# Exercise description
Retype everything from the line containing "# test: locate() returns one point per instance of the white" down to the last of the rows, keeping every line unchanged.

# Records for this task
══════════

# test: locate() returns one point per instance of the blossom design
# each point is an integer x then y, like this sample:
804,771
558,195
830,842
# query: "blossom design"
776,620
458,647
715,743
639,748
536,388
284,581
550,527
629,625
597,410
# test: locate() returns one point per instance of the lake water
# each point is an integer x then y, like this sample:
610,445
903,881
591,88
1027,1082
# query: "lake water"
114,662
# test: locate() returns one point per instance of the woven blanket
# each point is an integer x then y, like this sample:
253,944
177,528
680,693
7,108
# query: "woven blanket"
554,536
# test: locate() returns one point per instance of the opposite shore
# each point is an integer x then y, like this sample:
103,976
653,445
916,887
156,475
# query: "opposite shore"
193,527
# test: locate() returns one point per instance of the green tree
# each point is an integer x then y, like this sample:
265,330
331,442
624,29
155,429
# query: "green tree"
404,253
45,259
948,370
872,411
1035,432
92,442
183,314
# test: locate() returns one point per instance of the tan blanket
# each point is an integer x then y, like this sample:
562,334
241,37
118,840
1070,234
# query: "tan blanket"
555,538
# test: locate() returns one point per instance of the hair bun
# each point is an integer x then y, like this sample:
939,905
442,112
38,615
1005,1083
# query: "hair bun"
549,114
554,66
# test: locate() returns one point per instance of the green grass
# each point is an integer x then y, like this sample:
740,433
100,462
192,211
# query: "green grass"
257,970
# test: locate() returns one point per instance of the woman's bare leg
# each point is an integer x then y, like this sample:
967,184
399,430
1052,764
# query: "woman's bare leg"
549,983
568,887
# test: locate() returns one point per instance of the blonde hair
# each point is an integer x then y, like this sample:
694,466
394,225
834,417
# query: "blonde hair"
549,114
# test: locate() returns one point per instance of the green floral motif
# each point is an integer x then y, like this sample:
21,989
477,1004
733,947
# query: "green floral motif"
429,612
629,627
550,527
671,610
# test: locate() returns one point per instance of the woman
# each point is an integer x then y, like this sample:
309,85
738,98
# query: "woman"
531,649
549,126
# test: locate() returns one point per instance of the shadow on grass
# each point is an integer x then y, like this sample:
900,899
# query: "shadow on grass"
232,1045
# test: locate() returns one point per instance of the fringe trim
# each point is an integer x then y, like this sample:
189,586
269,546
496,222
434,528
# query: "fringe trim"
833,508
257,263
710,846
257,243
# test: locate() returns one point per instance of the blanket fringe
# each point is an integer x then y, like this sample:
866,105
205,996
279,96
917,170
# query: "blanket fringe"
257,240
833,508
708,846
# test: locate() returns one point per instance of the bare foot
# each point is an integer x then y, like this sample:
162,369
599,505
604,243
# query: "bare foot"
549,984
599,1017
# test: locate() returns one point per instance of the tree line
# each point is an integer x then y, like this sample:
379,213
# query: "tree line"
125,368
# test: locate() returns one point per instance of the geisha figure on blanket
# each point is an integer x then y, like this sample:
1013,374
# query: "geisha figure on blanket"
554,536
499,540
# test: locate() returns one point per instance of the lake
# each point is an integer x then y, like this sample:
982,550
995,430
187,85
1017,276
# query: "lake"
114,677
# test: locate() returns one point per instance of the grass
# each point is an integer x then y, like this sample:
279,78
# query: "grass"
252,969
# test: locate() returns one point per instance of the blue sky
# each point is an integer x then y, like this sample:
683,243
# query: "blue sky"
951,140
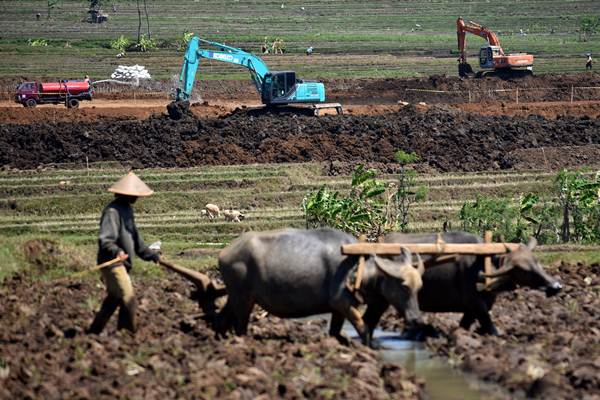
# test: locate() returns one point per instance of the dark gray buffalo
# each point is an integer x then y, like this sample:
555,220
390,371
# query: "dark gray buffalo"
297,273
452,285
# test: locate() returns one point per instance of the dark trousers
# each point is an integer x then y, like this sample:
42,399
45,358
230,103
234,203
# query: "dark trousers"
119,294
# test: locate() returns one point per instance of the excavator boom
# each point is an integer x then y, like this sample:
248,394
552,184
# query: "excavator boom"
275,88
491,56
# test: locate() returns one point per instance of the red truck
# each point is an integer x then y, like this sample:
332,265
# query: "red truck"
70,93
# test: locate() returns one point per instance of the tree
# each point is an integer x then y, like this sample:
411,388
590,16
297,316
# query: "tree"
407,191
51,5
588,26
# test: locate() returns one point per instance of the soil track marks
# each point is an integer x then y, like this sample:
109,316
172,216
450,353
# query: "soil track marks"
548,347
446,139
44,354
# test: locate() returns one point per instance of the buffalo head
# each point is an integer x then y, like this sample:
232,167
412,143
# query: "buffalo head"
521,268
398,282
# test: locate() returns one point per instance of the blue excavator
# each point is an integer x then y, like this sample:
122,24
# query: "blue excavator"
276,88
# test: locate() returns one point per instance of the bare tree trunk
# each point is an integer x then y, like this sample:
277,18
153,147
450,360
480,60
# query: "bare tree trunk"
147,20
139,21
565,226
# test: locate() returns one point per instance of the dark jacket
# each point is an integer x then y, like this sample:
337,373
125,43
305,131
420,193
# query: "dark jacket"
119,233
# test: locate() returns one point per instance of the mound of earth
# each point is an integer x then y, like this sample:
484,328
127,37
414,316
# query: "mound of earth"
547,348
44,354
446,140
372,90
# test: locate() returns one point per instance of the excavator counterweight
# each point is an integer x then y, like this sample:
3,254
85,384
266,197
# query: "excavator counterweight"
491,56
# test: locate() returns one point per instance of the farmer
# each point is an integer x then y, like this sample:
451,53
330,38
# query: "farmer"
588,64
119,237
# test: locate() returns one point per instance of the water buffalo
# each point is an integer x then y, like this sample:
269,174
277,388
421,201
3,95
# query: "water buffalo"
451,284
297,273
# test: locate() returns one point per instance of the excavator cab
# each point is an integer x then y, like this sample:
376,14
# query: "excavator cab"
486,56
279,87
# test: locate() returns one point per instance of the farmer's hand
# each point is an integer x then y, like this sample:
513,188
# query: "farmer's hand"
155,257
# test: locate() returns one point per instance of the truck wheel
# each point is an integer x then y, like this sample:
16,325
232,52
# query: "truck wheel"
72,103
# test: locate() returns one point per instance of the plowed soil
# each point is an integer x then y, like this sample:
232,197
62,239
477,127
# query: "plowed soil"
45,355
445,139
548,347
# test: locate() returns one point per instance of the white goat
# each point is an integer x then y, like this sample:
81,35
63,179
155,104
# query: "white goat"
233,215
211,211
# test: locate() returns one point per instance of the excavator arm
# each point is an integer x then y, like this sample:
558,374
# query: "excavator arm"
471,27
258,69
491,56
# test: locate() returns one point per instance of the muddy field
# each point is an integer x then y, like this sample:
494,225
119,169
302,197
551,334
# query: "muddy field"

══════════

# The answer
# test: locate() returns one point per instance of the white goat
# each point is an integer x then y, like this sample:
81,35
63,179
155,104
# query: "white goat"
233,215
211,211
# test: locate() returns one point per instance of the excavator arm
# each point is an integer x then y, like this sample:
558,374
# query: "excavator arm"
471,27
258,69
491,56
# test: locate() returns one point per instance of the muddy field
# each point is an integer x then y, like this sample:
494,225
119,169
302,197
551,334
# query: "muddy field"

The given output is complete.